Extracted text →
------------------------
Thursday, June 4, 2009

Another report card

Carolyn took Max back to Children's to visit yet another specialist; in this case, developmental pediatrician Dr. PG. She's in the same business as Georgetown's Dr. Kz, who gave Max his first report card back in December, but has a reputation for breaking bad news more gently and hence is widely beloved by area parents. Dr Kz, by contrast, is widely beloved by area early intervention programs who need straight checklists of abnormal characteristics.

But first, a digression on Max's weight. Specifically, the fact that he hasn't gained any in more than a week. What's more, he's clearly gaining weight in that big skull of his, so the non-head part of him is probably wasting away. At this point, Carolyn is trying to coordinate among the developmental peds, the regular peds, OT, speech, and Children's GI clinic, all of whom are giving slightly conflicting advice. In the end, Carolyn focused on the fact that a few weeks ago we changed Max's feeding to try to get him to take more food by mouth. He usually succeeds, but only after a mighty struggle that burns more calories than he takes in. He's had his chance to turn into a bottle fed baby and he didn't make it this time. The revised plan is for Max to get three or so bottle attempts per day; they will be limited to 20 minutes each. At the end of the day we record what we managed to take in, subtract from 788 ccs (his new daily target volume) and divide by 14 (the number of hours of his night feeding). At last we break free from the tyranny of dividing by 43! We'll reassess in a couple of weeks to see how he's doing. In the back of everyone's mind is the fact that by then Max will likely have, or be about to get, a shunt.
------------------------
Supplied records →
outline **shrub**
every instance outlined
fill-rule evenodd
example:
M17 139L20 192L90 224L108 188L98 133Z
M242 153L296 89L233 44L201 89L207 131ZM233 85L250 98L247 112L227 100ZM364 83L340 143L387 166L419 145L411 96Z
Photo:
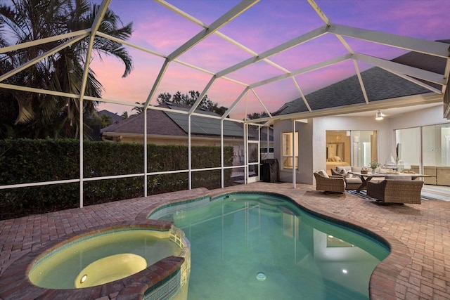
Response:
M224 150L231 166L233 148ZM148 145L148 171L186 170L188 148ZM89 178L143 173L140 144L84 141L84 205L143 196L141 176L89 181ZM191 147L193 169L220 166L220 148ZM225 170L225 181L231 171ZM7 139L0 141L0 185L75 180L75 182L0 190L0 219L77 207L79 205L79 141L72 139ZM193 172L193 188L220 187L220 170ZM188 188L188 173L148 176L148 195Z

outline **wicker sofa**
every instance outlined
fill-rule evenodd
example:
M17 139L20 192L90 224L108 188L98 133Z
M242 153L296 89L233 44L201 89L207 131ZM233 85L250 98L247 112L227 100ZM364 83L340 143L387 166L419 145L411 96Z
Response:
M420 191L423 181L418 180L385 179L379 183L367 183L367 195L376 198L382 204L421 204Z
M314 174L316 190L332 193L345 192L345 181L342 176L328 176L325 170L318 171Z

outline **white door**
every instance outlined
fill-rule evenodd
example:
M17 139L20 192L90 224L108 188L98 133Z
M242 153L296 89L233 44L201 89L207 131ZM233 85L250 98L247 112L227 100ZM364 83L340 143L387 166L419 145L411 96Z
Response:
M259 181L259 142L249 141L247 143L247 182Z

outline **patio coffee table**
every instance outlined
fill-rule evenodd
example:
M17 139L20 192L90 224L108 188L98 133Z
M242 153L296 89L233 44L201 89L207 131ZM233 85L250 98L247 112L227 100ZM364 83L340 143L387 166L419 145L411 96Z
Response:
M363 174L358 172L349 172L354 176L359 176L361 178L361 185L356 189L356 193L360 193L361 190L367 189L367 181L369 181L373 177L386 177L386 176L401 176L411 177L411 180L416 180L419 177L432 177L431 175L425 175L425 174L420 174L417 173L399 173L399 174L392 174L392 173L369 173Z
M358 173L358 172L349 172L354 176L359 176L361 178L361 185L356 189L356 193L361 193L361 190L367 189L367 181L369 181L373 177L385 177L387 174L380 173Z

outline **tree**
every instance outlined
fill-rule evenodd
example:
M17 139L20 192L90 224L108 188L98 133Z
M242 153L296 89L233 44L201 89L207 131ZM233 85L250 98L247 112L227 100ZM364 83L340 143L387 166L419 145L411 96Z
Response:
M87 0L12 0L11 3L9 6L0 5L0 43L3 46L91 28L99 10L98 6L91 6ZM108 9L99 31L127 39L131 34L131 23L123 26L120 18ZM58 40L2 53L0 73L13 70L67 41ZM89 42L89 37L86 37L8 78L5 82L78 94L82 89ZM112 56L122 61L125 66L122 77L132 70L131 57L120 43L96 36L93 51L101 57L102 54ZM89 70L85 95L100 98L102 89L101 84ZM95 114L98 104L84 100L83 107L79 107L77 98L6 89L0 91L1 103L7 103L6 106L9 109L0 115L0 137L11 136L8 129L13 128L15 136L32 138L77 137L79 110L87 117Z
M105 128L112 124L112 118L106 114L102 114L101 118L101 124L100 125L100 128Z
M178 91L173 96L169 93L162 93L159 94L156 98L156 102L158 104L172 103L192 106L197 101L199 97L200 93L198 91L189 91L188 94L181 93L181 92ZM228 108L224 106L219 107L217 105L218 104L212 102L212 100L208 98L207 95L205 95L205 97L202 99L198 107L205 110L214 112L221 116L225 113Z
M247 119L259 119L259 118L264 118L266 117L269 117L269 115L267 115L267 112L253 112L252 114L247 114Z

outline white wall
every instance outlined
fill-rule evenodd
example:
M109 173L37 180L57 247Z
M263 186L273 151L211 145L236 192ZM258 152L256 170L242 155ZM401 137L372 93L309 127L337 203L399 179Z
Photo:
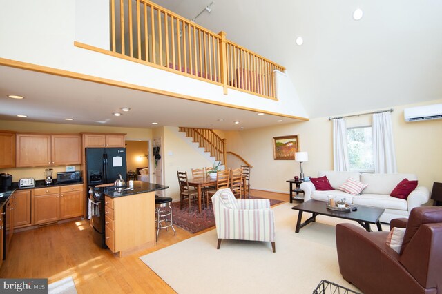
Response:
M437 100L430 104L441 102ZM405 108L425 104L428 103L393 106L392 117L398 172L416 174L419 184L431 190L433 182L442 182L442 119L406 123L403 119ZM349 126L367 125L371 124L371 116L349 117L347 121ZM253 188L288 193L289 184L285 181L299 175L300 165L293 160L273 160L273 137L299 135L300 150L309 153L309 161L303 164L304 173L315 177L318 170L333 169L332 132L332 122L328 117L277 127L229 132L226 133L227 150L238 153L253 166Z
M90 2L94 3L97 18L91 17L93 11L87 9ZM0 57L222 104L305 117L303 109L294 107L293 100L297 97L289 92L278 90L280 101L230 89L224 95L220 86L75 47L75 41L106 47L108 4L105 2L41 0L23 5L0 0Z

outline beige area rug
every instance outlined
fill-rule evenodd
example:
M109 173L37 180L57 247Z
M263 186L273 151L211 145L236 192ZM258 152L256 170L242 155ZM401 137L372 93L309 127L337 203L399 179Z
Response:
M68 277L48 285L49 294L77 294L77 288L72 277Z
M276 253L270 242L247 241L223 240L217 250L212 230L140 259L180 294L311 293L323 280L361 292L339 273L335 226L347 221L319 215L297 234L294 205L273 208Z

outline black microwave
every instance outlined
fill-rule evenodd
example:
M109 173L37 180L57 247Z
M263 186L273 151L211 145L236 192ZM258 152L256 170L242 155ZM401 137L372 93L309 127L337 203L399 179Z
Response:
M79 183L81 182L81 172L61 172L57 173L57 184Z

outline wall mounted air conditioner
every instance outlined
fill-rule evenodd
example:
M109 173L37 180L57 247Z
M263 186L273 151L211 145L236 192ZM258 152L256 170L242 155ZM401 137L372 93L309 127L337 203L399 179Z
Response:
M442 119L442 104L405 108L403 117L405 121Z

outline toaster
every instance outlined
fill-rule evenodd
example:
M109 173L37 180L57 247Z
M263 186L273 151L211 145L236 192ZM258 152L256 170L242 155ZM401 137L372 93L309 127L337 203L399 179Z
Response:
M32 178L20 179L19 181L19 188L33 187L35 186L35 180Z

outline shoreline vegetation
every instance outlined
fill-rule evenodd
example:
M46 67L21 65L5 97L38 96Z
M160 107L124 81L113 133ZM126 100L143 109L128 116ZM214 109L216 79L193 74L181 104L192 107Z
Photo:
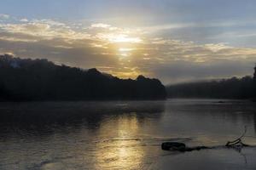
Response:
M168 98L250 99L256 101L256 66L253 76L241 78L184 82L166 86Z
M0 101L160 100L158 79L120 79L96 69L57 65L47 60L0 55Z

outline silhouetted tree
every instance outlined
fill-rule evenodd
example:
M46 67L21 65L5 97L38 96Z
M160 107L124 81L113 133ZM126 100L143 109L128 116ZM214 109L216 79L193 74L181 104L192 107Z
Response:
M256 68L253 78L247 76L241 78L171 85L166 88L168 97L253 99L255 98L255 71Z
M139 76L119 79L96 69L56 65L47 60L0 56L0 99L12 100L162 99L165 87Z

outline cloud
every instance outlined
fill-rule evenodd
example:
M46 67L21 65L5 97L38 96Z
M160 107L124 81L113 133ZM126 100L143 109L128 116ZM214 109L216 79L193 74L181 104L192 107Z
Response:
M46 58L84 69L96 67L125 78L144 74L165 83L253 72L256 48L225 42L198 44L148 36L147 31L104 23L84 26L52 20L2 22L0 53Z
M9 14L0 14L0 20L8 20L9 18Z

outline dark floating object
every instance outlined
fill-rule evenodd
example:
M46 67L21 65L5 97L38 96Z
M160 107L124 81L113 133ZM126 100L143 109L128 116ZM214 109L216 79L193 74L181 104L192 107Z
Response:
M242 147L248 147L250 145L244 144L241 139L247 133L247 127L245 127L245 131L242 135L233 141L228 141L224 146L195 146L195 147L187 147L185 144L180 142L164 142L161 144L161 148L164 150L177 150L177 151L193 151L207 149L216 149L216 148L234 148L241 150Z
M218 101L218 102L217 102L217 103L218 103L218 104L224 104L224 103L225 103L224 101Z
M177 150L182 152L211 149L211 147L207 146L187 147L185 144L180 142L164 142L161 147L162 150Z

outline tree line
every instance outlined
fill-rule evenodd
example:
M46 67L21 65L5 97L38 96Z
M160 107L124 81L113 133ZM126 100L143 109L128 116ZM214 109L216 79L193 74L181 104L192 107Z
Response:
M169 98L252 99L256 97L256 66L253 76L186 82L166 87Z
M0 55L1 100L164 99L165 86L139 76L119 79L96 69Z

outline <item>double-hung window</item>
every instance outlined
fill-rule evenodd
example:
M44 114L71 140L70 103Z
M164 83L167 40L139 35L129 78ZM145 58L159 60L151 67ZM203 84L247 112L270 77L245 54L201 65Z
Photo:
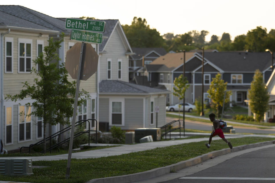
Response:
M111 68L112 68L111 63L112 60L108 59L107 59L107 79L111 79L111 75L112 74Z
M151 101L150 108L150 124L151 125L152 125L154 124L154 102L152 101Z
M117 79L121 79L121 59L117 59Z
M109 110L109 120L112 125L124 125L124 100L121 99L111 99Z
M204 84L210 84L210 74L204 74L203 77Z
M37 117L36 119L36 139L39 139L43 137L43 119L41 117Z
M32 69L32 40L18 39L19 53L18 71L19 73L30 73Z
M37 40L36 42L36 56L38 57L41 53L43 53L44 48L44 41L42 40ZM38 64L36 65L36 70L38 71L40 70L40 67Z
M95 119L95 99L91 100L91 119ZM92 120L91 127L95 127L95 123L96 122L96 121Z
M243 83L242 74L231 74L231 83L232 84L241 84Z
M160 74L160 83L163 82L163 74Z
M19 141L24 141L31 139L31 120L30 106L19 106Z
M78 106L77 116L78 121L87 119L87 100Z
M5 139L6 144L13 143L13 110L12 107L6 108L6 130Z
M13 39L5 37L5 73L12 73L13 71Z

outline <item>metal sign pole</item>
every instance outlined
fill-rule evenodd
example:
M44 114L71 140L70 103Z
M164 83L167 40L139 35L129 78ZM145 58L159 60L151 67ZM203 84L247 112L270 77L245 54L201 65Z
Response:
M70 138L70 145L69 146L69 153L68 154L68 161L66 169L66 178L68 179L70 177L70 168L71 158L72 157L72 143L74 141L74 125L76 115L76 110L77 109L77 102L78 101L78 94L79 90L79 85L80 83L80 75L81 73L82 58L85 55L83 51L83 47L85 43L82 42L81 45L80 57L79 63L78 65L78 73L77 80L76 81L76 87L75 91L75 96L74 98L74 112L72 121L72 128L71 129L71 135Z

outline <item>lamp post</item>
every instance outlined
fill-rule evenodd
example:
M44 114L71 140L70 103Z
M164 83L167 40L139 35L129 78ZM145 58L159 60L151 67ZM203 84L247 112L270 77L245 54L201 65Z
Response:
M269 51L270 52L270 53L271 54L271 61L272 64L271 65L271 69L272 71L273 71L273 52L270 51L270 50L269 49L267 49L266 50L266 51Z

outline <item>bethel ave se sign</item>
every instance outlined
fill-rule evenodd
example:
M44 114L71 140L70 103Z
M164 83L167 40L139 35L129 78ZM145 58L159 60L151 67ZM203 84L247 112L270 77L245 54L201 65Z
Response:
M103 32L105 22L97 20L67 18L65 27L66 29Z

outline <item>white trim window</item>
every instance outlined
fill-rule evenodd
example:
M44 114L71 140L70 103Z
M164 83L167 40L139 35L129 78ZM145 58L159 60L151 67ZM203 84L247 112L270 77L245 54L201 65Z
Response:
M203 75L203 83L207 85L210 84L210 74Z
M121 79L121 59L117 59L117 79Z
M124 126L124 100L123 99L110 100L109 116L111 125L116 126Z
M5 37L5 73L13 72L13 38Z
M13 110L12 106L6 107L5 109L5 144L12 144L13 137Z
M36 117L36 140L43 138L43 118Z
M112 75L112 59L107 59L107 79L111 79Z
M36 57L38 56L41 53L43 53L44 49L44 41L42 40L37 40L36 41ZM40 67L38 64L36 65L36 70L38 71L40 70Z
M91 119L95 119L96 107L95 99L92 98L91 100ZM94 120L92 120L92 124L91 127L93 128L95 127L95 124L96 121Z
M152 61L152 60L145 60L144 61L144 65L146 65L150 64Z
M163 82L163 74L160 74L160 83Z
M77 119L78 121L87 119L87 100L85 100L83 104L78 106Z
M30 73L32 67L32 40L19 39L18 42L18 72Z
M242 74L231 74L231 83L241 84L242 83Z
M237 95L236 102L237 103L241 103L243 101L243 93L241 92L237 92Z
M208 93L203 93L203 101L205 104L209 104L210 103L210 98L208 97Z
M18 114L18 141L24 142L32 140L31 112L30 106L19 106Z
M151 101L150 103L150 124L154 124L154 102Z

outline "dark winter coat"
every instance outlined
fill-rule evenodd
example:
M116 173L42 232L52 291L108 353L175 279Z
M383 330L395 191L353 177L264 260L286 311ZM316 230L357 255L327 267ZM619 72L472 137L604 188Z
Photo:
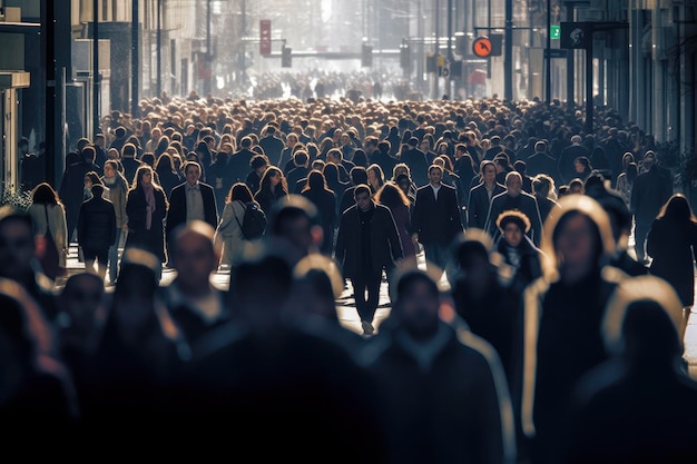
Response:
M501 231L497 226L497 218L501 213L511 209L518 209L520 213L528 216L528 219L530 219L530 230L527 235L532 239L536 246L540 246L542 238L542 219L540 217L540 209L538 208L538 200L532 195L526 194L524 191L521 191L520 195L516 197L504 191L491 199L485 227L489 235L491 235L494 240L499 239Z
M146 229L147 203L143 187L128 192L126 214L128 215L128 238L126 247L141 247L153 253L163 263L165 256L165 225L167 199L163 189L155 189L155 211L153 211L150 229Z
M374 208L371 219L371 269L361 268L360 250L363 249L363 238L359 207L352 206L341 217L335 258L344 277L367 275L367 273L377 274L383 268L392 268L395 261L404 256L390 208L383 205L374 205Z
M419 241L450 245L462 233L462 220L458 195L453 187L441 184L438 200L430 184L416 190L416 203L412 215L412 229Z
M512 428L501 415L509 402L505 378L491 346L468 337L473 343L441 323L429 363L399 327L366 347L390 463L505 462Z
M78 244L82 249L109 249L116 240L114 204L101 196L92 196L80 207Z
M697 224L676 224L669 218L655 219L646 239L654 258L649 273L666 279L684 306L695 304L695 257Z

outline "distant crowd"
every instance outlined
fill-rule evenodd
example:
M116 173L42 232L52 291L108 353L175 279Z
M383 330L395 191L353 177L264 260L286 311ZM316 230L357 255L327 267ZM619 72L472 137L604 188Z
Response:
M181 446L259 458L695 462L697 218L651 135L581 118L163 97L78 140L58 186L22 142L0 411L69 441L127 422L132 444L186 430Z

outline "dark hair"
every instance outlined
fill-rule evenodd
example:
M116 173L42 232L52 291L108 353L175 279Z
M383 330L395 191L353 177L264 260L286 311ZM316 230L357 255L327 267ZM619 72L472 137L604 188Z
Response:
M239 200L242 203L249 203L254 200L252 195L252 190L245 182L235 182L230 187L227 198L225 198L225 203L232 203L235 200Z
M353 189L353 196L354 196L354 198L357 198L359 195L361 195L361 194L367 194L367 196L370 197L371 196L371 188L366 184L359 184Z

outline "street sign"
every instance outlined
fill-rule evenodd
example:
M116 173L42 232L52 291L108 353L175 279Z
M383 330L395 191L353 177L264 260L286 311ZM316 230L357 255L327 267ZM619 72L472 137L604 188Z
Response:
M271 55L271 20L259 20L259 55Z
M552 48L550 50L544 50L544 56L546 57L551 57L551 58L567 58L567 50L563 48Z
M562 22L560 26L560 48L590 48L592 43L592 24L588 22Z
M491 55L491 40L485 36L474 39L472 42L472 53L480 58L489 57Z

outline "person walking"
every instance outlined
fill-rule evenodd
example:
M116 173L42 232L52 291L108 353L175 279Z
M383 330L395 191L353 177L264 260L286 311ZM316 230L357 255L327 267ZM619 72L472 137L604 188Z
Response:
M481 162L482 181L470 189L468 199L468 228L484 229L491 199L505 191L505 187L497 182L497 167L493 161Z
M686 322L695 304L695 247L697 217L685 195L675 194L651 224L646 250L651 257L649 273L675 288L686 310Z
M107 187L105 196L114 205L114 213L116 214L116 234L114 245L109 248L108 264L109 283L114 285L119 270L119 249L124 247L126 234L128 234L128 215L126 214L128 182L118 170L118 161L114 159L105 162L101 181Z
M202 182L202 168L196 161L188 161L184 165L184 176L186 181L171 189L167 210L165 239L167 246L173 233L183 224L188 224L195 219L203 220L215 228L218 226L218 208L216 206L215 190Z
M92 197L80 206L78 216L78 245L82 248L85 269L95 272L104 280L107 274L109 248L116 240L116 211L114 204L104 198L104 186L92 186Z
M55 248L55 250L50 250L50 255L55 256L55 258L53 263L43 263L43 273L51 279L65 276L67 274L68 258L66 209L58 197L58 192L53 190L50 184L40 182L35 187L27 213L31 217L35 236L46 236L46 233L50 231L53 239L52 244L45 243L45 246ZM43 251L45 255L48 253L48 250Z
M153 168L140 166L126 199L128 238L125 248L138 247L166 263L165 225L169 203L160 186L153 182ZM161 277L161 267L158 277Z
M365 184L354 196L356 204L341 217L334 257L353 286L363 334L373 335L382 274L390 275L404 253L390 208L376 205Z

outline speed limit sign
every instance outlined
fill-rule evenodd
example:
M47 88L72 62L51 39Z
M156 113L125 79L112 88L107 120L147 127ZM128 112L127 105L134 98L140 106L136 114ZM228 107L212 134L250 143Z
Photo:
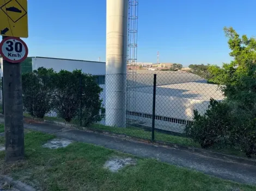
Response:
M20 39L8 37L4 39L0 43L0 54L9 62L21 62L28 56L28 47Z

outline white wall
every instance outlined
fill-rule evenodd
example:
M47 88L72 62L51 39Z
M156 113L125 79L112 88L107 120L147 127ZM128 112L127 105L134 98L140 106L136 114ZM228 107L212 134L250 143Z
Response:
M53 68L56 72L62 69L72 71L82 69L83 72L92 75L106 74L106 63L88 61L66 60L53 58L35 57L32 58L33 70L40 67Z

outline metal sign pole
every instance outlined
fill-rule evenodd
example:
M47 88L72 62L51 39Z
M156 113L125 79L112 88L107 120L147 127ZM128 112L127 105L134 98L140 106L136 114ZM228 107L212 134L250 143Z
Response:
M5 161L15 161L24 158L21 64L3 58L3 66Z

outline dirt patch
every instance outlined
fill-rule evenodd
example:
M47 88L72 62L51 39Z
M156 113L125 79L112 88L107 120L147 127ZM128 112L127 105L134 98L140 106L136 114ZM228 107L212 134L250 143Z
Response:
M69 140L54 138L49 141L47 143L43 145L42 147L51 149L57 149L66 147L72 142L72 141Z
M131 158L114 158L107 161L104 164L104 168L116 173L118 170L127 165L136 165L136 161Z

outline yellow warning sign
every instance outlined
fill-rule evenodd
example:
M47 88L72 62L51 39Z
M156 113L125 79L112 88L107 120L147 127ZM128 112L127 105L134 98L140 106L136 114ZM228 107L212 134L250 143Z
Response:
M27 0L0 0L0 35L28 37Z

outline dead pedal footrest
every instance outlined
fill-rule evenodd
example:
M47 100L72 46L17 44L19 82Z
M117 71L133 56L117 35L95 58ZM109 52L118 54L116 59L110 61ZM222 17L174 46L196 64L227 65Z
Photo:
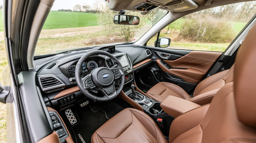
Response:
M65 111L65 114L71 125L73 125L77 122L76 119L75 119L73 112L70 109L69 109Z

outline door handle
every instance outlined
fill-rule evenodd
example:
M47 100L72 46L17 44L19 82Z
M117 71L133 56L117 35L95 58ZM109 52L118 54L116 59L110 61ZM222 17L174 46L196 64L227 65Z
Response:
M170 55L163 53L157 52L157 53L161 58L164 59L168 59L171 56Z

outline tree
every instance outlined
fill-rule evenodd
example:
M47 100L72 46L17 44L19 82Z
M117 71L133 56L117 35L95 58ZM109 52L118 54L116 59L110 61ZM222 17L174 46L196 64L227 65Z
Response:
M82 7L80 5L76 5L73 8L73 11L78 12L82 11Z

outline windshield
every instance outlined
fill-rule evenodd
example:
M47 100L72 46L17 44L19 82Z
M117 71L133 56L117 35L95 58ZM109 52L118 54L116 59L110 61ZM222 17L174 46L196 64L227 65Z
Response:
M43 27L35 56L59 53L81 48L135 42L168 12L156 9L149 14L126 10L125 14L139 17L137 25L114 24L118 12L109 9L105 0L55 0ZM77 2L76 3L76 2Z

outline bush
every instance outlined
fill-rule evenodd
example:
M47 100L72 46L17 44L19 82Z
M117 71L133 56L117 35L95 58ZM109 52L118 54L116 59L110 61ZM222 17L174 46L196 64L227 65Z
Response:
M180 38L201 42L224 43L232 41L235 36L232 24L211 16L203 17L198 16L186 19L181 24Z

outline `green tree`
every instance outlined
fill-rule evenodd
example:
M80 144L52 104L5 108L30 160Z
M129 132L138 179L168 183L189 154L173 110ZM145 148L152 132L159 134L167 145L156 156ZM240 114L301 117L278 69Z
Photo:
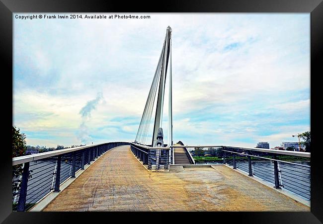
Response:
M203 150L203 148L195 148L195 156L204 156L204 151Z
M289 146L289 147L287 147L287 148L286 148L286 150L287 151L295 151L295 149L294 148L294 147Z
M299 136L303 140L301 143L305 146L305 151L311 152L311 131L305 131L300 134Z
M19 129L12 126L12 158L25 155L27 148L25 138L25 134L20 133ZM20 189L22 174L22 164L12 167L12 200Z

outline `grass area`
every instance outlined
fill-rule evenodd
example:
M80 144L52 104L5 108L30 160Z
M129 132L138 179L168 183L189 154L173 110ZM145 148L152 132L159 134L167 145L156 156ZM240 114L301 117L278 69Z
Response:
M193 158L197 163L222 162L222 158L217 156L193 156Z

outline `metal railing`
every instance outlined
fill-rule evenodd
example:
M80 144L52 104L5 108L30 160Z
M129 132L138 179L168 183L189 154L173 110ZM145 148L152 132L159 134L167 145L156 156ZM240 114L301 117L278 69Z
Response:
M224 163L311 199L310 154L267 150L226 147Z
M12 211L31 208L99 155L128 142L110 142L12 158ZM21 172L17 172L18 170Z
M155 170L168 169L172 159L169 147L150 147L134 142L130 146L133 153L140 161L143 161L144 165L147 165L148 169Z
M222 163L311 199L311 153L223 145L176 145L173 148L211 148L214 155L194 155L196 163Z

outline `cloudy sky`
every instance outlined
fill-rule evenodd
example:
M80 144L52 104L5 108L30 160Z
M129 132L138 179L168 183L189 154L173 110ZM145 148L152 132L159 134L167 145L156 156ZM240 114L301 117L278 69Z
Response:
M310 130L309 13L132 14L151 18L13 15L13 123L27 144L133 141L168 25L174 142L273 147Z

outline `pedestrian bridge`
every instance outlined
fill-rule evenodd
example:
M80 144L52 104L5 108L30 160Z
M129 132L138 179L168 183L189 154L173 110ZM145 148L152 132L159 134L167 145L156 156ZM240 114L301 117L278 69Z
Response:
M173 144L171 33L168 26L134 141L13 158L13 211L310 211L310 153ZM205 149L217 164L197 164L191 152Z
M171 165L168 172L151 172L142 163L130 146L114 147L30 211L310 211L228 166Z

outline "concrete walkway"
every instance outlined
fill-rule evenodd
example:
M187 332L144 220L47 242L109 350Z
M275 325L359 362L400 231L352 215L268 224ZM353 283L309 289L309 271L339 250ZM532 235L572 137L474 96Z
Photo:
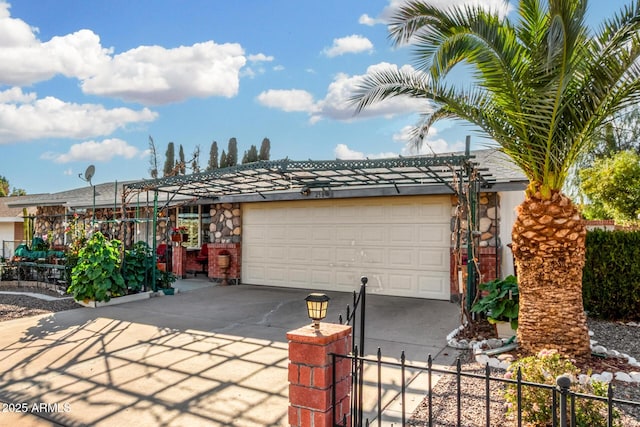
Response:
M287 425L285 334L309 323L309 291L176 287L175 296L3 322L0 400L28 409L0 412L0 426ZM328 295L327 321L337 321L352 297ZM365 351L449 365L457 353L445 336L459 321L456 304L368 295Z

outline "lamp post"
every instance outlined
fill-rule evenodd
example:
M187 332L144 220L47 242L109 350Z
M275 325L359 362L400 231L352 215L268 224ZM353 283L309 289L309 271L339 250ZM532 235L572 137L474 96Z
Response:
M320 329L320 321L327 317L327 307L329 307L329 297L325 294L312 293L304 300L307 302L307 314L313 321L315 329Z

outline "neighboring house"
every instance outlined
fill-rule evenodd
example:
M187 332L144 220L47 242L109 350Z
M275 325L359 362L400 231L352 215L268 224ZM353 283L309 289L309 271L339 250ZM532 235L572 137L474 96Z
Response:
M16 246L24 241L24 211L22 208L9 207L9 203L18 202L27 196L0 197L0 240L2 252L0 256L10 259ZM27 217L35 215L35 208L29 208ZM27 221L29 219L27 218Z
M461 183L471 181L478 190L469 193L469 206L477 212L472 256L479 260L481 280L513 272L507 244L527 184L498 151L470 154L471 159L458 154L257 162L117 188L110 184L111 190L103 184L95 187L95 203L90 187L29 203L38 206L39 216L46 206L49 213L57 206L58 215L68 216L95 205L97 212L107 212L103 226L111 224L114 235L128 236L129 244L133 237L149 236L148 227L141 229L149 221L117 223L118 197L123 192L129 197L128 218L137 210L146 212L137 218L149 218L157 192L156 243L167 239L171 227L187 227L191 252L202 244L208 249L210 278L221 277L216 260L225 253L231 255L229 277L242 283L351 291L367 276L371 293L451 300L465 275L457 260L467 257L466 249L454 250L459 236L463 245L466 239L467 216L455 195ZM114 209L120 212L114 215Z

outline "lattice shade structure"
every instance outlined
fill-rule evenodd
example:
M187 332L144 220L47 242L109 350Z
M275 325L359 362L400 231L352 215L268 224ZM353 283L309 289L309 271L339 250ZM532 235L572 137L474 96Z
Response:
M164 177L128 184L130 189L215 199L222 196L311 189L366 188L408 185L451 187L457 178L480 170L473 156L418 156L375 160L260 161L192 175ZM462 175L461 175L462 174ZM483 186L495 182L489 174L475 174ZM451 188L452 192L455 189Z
------------------------
What you should do →
In the post about Max above, transcribe word for word the part that opens with the words containing "Another report card" and closes with "of abnormal characteristics.".

Exercise output →
Another report card

Carolyn took Max back to Children's to visit yet another specialist; in this case, developmental pediatrician Dr. PG. She's in the same business as Georgetown's Dr. Kz, who gave Max his first report card back in December, but has a reputation for breaking bad news more gently and hence is widely beloved by area parents. Dr Kz, by contrast, is widely beloved by area early intervention programs who need straight checklists of abnormal characteristics.